Page:
·····

Chicago has no shortage of good investigative reporting—from the Tribune, your former paper, to the Sun-Times, the Better Government Association, and more. What hole do you think you will be trying to fill?

I think there are always more great stories than reporters to tell them. Part of what we’re hoping to do is to build on a rich and thriving landscape. The model for ProPublica is collaboration, and always has been.

What work did you do as a journalist in Illinois that you are most proud of?

If I had to pick one piece of work, it would be a story I did about a woman killed by a piece of falling glass at a skyscraper in the Loop. It was the story that made me fall in love with investigative reporting. It was a finalist for the Pulitzer in explanatory reporting (and lost to another series that I was the lead writer on) and, even though it’s certainly old at this point, I still get asked about it more than anything else I’ve done. Last week, when I was meeting with Medill students and recent grads in Texas, one told me that the story had just been the subject of a writing workshop at the paper where he works.

You told Poynter that your students are optimistic about the future of journalism. Why do you think that is? And why are you?

·····

Extracted data:
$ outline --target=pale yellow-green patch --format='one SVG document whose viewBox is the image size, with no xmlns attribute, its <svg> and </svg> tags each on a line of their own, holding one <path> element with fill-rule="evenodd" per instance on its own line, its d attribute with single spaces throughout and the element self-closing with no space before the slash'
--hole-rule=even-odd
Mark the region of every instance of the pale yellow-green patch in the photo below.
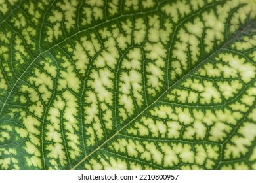
<svg viewBox="0 0 256 183">
<path fill-rule="evenodd" d="M 16 17 L 13 17 L 11 19 L 11 22 L 12 22 L 15 28 L 18 29 L 24 28 L 28 24 L 26 16 L 20 12 L 18 13 Z"/>
<path fill-rule="evenodd" d="M 181 123 L 184 125 L 189 125 L 194 122 L 194 118 L 191 116 L 188 108 L 176 107 L 175 112 L 178 116 L 179 122 L 180 122 Z"/>
<path fill-rule="evenodd" d="M 112 156 L 97 156 L 96 159 L 90 159 L 84 165 L 86 169 L 127 170 L 128 165 L 125 160 Z"/>
<path fill-rule="evenodd" d="M 203 0 L 190 0 L 190 2 L 194 11 L 200 9 L 205 5 L 205 2 Z"/>
<path fill-rule="evenodd" d="M 209 104 L 212 101 L 215 103 L 221 103 L 222 101 L 221 94 L 213 82 L 204 80 L 203 83 L 204 88 L 203 92 L 200 93 L 200 103 L 202 104 Z"/>
<path fill-rule="evenodd" d="M 39 118 L 42 117 L 44 110 L 45 107 L 40 101 L 28 107 L 28 110 Z"/>
<path fill-rule="evenodd" d="M 91 80 L 88 82 L 88 85 L 91 86 L 96 93 L 98 100 L 112 105 L 113 93 L 108 89 L 112 89 L 114 86 L 113 73 L 107 68 L 102 69 L 98 71 L 93 69 L 90 77 Z"/>
<path fill-rule="evenodd" d="M 181 165 L 180 167 L 180 169 L 181 170 L 203 170 L 203 169 L 196 165 Z"/>
<path fill-rule="evenodd" d="M 45 41 L 53 42 L 53 38 L 58 39 L 59 37 L 62 35 L 61 29 L 61 24 L 60 22 L 54 24 L 53 27 L 48 27 L 47 31 L 46 32 L 47 37 L 45 38 Z"/>
<path fill-rule="evenodd" d="M 0 148 L 0 156 L 5 157 L 0 159 L 1 169 L 20 169 L 19 161 L 13 156 L 16 154 L 16 150 L 13 148 Z"/>
<path fill-rule="evenodd" d="M 224 96 L 225 99 L 234 97 L 235 94 L 243 87 L 243 85 L 238 80 L 232 80 L 231 82 L 226 81 L 218 82 L 217 85 L 219 86 L 219 90 L 221 92 L 221 95 Z"/>
<path fill-rule="evenodd" d="M 64 70 L 60 71 L 61 79 L 58 80 L 58 90 L 62 90 L 68 87 L 74 92 L 79 93 L 80 89 L 81 80 L 77 77 L 72 65 L 66 57 L 62 58 L 64 63 L 62 64 Z"/>
<path fill-rule="evenodd" d="M 51 158 L 53 159 L 58 159 L 58 162 L 59 162 L 62 166 L 64 166 L 67 163 L 65 150 L 62 144 L 54 143 L 53 145 L 47 144 L 46 150 L 49 151 L 49 152 L 47 153 L 47 156 L 49 158 Z"/>
<path fill-rule="evenodd" d="M 234 135 L 225 146 L 224 157 L 226 159 L 238 158 L 245 155 L 248 151 L 248 146 L 251 146 L 256 137 L 256 124 L 244 122 L 238 129 L 240 135 Z"/>
<path fill-rule="evenodd" d="M 3 75 L 2 70 L 0 70 L 0 89 L 7 90 L 7 88 L 8 86 L 7 84 L 5 77 Z"/>
<path fill-rule="evenodd" d="M 185 139 L 203 140 L 206 135 L 206 126 L 201 121 L 196 120 L 192 125 L 184 128 L 183 138 Z"/>
<path fill-rule="evenodd" d="M 114 3 L 115 3 L 114 2 Z M 83 25 L 91 24 L 93 20 L 100 20 L 104 18 L 104 1 L 89 0 L 86 1 L 85 4 L 87 6 L 83 7 L 82 11 L 82 15 L 85 16 L 85 18 L 82 20 L 81 24 Z"/>
<path fill-rule="evenodd" d="M 38 69 L 35 69 L 34 71 L 35 76 L 31 76 L 28 78 L 28 81 L 30 84 L 38 87 L 40 96 L 42 97 L 43 101 L 47 103 L 49 99 L 52 95 L 52 92 L 49 90 L 53 88 L 53 80 L 47 75 Z"/>
<path fill-rule="evenodd" d="M 89 59 L 81 44 L 77 42 L 74 50 L 73 59 L 75 60 L 75 69 L 83 76 L 85 76 Z"/>
<path fill-rule="evenodd" d="M 146 58 L 152 61 L 152 62 L 148 62 L 146 66 L 148 86 L 147 91 L 150 95 L 156 96 L 163 84 L 164 72 L 161 69 L 165 66 L 163 59 L 166 57 L 167 50 L 160 42 L 154 44 L 147 42 L 144 49 L 146 51 Z"/>
<path fill-rule="evenodd" d="M 24 65 L 25 63 L 25 58 L 30 58 L 28 50 L 26 50 L 27 47 L 24 44 L 22 39 L 18 35 L 15 35 L 14 40 L 14 44 L 15 45 L 14 49 L 16 50 L 14 58 L 20 65 Z"/>
<path fill-rule="evenodd" d="M 199 69 L 200 76 L 207 76 L 210 78 L 216 78 L 221 76 L 220 68 L 216 68 L 212 63 L 207 63 L 203 65 L 203 68 Z"/>
<path fill-rule="evenodd" d="M 249 158 L 249 161 L 253 161 L 256 160 L 256 146 L 253 148 L 253 150 Z"/>
<path fill-rule="evenodd" d="M 167 127 L 163 121 L 154 120 L 152 118 L 142 117 L 141 122 L 148 129 L 152 137 L 161 137 L 163 138 L 165 137 Z M 137 127 L 136 125 L 135 127 Z"/>
<path fill-rule="evenodd" d="M 112 147 L 116 152 L 119 152 L 135 158 L 144 151 L 144 147 L 139 141 L 133 141 L 131 139 L 127 141 L 125 139 L 118 139 L 117 142 L 113 142 L 110 148 Z"/>
<path fill-rule="evenodd" d="M 216 59 L 228 64 L 228 67 L 218 65 L 225 78 L 238 78 L 240 76 L 244 82 L 248 83 L 255 77 L 256 67 L 244 58 L 232 54 L 221 54 Z"/>
<path fill-rule="evenodd" d="M 41 152 L 39 148 L 30 142 L 26 142 L 24 150 L 30 155 L 30 157 L 26 157 L 26 160 L 28 167 L 34 166 L 38 168 L 42 168 L 42 162 L 39 157 Z"/>
<path fill-rule="evenodd" d="M 63 2 L 58 2 L 56 3 L 57 7 L 59 7 L 64 12 L 64 18 L 65 21 L 64 24 L 67 31 L 70 31 L 71 28 L 75 24 L 75 16 L 77 5 L 79 3 L 76 0 L 65 0 Z M 56 14 L 56 13 L 55 13 Z M 58 16 L 58 14 L 57 14 Z"/>
<path fill-rule="evenodd" d="M 254 10 L 256 9 L 256 3 L 254 0 L 232 1 L 230 2 L 228 7 L 230 8 L 235 7 L 240 5 L 240 3 L 244 4 L 244 6 L 241 7 L 232 14 L 232 18 L 230 20 L 231 25 L 229 31 L 230 32 L 236 31 L 238 28 L 238 25 L 245 24 L 247 21 L 248 14 L 249 14 L 251 20 L 256 17 L 256 12 Z"/>
<path fill-rule="evenodd" d="M 177 23 L 181 18 L 188 14 L 191 8 L 186 1 L 178 1 L 175 3 L 168 2 L 168 4 L 162 7 L 161 10 L 167 16 L 171 16 L 175 23 Z"/>
<path fill-rule="evenodd" d="M 124 1 L 125 10 L 138 10 L 139 8 L 139 0 L 125 0 Z"/>
<path fill-rule="evenodd" d="M 135 20 L 133 31 L 133 41 L 135 44 L 140 44 L 146 37 L 146 26 L 143 18 L 139 18 Z"/>
<path fill-rule="evenodd" d="M 228 136 L 232 129 L 230 125 L 217 122 L 211 127 L 209 140 L 214 142 L 222 141 Z"/>
<path fill-rule="evenodd" d="M 195 163 L 199 165 L 203 165 L 207 158 L 205 149 L 203 148 L 203 145 L 196 144 L 195 145 Z"/>
<path fill-rule="evenodd" d="M 107 8 L 108 12 L 110 14 L 114 16 L 118 13 L 119 7 L 118 0 L 110 0 L 108 1 L 108 8 Z"/>
<path fill-rule="evenodd" d="M 151 8 L 154 7 L 156 5 L 156 3 L 153 1 L 153 0 L 144 0 L 142 1 L 142 8 L 144 9 L 147 9 L 147 8 Z"/>
<path fill-rule="evenodd" d="M 40 126 L 41 123 L 35 117 L 33 117 L 32 115 L 28 115 L 28 116 L 24 117 L 23 124 L 28 133 L 31 133 L 35 135 L 40 134 L 40 131 L 38 129 L 38 127 Z"/>
<path fill-rule="evenodd" d="M 66 103 L 62 98 L 60 95 L 56 95 L 53 101 L 53 106 L 49 108 L 47 117 L 48 123 L 46 125 L 46 137 L 45 138 L 46 141 L 51 142 L 51 144 L 46 145 L 46 149 L 49 152 L 47 151 L 45 154 L 53 162 L 51 165 L 54 169 L 60 169 L 59 164 L 56 163 L 57 161 L 60 162 L 62 166 L 67 163 L 66 161 L 66 154 L 62 144 L 63 137 L 60 131 L 60 112 L 64 110 L 65 105 Z"/>
<path fill-rule="evenodd" d="M 194 162 L 194 152 L 188 144 L 184 144 L 179 152 L 179 157 L 183 163 L 192 163 Z"/>
<path fill-rule="evenodd" d="M 88 146 L 92 146 L 95 144 L 95 139 L 101 140 L 103 138 L 103 128 L 106 127 L 108 129 L 112 129 L 113 122 L 112 122 L 112 112 L 106 107 L 106 104 L 107 103 L 104 101 L 101 103 L 98 103 L 96 95 L 91 92 L 87 91 L 85 92 L 86 97 L 85 98 L 85 102 L 87 104 L 85 107 L 85 124 L 90 127 L 86 128 L 85 134 L 89 136 L 89 138 L 86 139 L 87 144 Z M 99 108 L 102 110 L 103 120 L 104 122 L 104 127 L 102 126 L 101 122 Z"/>
<path fill-rule="evenodd" d="M 5 2 L 5 1 L 0 1 L 0 12 L 1 12 L 1 14 L 5 15 L 5 14 L 7 12 L 8 12 L 8 6 L 7 6 L 7 2 Z"/>
<path fill-rule="evenodd" d="M 10 132 L 11 132 L 12 130 L 11 127 L 9 125 L 3 125 L 1 127 L 1 131 L 0 131 L 0 142 L 3 142 L 8 139 L 10 139 Z"/>
<path fill-rule="evenodd" d="M 53 61 L 49 58 L 46 58 L 45 61 L 41 61 L 40 65 L 43 68 L 43 70 L 47 73 L 53 78 L 56 78 L 57 76 L 57 67 L 54 65 Z M 53 86 L 51 86 L 50 88 L 52 88 Z"/>
<path fill-rule="evenodd" d="M 34 166 L 39 169 L 42 168 L 41 160 L 37 156 L 33 156 L 30 158 L 26 157 L 26 160 L 27 161 L 27 165 L 28 167 Z"/>
<path fill-rule="evenodd" d="M 65 91 L 62 97 L 66 101 L 66 106 L 63 112 L 63 125 L 65 129 L 64 135 L 66 137 L 68 152 L 71 159 L 75 159 L 79 156 L 81 150 L 79 148 L 80 141 L 77 136 L 78 121 L 78 103 L 75 96 L 69 91 Z"/>
<path fill-rule="evenodd" d="M 32 87 L 28 87 L 26 85 L 22 85 L 20 88 L 20 92 L 24 93 L 28 92 L 30 101 L 32 103 L 35 103 L 39 101 L 38 93 L 34 88 Z"/>
<path fill-rule="evenodd" d="M 231 46 L 238 50 L 247 50 L 256 46 L 256 35 L 244 36 L 242 42 L 236 42 Z"/>
<path fill-rule="evenodd" d="M 16 1 L 18 1 L 11 0 L 9 1 L 8 2 L 13 5 L 13 4 Z M 42 14 L 41 13 L 39 8 L 37 8 L 39 6 L 37 7 L 37 5 L 35 5 L 35 2 L 33 1 L 28 1 L 28 3 L 24 3 L 23 6 L 24 7 L 26 12 L 30 15 L 30 20 L 33 22 L 33 24 L 39 25 L 40 24 L 39 20 L 41 20 L 41 18 L 42 16 Z"/>
<path fill-rule="evenodd" d="M 180 163 L 180 160 L 175 150 L 167 144 L 160 144 L 160 147 L 163 152 L 163 167 L 173 167 Z"/>
<path fill-rule="evenodd" d="M 35 42 L 33 42 L 33 40 L 32 39 L 32 37 L 34 37 L 36 35 L 36 29 L 33 28 L 32 26 L 27 26 L 22 29 L 22 35 L 23 38 L 26 41 L 26 43 L 28 45 L 32 46 L 32 50 L 35 50 L 36 46 L 35 46 Z"/>
<path fill-rule="evenodd" d="M 251 112 L 248 115 L 248 118 L 253 122 L 256 122 L 256 108 L 252 110 Z"/>
<path fill-rule="evenodd" d="M 142 153 L 140 158 L 147 161 L 152 161 L 154 163 L 160 165 L 163 158 L 161 151 L 154 142 L 142 142 L 144 146 L 144 152 Z"/>
<path fill-rule="evenodd" d="M 205 45 L 204 49 L 207 52 L 209 52 L 214 46 L 215 41 L 219 44 L 224 41 L 226 18 L 222 16 L 217 17 L 213 10 L 203 13 L 202 17 L 207 27 L 203 39 Z"/>
<path fill-rule="evenodd" d="M 127 54 L 127 59 L 124 59 L 121 68 L 128 69 L 120 74 L 118 102 L 123 108 L 119 108 L 120 116 L 125 120 L 127 116 L 133 114 L 135 105 L 141 107 L 143 104 L 142 76 L 139 72 L 141 69 L 142 53 L 139 48 L 133 48 Z M 135 100 L 133 100 L 134 97 Z"/>
</svg>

·····

Stated task:
Using the interview above, decide whether each statement agrees with it. Answer yes or no for each, and quote the words from the interview that settle it.
(a) The story about the woman killed by falling glass won the Pulitzer in explanatory reporting.
(b) ProPublica's model is collaboration.
(c) The meeting with Medill students and recent grads took place in Illinois.
Rely only on the interview when you respond.

Final result:
(a) No: "It was a finalist for the Pulitzer in explanatory reporting (and lost to another series that I was the lead writer on)"
(b) Yes: "The model for ProPublica is collaboration, and always has been."
(c) No: "when I was meeting with Medill students and recent grads in Texas"